Records from a collection:
============================================================

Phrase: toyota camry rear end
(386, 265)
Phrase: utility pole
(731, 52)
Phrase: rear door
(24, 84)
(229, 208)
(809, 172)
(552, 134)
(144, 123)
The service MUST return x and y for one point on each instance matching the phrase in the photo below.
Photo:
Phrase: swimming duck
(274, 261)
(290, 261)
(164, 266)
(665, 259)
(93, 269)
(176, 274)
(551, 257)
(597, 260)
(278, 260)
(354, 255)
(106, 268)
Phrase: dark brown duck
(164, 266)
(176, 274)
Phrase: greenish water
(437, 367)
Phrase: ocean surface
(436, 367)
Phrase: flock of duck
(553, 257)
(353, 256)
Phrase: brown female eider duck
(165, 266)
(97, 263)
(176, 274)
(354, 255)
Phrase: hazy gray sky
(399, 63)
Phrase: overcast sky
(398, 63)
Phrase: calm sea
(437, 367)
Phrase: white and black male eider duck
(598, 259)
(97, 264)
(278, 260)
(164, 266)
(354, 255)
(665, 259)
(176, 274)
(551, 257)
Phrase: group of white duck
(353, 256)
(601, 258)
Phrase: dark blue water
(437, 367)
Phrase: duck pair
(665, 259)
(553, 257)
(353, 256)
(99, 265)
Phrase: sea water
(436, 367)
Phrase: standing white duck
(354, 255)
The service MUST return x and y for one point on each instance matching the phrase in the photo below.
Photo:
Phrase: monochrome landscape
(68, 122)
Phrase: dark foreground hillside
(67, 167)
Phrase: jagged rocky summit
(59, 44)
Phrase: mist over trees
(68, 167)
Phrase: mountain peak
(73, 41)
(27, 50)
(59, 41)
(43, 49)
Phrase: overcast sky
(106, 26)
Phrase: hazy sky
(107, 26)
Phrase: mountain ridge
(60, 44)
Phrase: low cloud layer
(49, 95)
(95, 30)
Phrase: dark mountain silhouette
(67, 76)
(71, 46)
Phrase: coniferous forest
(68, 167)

============================================================

Every record must be output again with its wording unchanged.

▸ **Task answer**:
Phrase: toyota camry rear end
(386, 265)
Phrase: utility pole
(731, 52)
Phrase: rear door
(24, 84)
(229, 208)
(809, 172)
(552, 134)
(144, 123)
The service MUST return x and y for one point on each instance matching the phrase in the photo below.
Photo:
Phrase: swimming duck
(274, 261)
(290, 261)
(164, 266)
(665, 259)
(93, 269)
(176, 274)
(551, 257)
(597, 260)
(278, 260)
(354, 255)
(106, 268)
Phrase: dark brown duck
(164, 266)
(176, 274)
Phrase: greenish water
(437, 367)
Phrase: ocean surface
(436, 367)
Phrase: flock of duck
(553, 257)
(353, 256)
Phrase: brown female eider duck
(165, 266)
(97, 263)
(176, 274)
(354, 255)
Phrase: hazy gray sky
(399, 63)
Phrase: overcast sky
(398, 63)
Phrase: calm sea
(437, 367)
Phrase: white and black male eider duck
(598, 259)
(97, 264)
(278, 260)
(164, 266)
(354, 255)
(665, 259)
(176, 274)
(551, 257)
Phrase: group of white duck
(353, 256)
(601, 258)
Phrase: dark blue water
(437, 367)
Phrase: duck pair
(665, 259)
(553, 257)
(353, 256)
(99, 265)
Phrase: sea water
(436, 367)
Phrase: standing white duck
(354, 255)
The service MUST return x and y for one point on each instance matching the phrase in the photo below.
Photo:
Phrase: monochrome landscape
(68, 122)
Phrase: dark foreground hillside
(67, 167)
Phrase: jagged rocky summit
(59, 44)
Phrase: mist over trees
(68, 167)
Phrase: mountain peak
(73, 41)
(27, 50)
(59, 41)
(43, 49)
Phrase: overcast sky
(106, 26)
Phrase: hazy sky
(107, 26)
Phrase: mountain ridge
(60, 44)
Phrase: low cloud layer
(49, 95)
(95, 30)
Phrase: dark mountain silhouette
(67, 76)
(71, 46)
Phrase: coniferous forest
(68, 167)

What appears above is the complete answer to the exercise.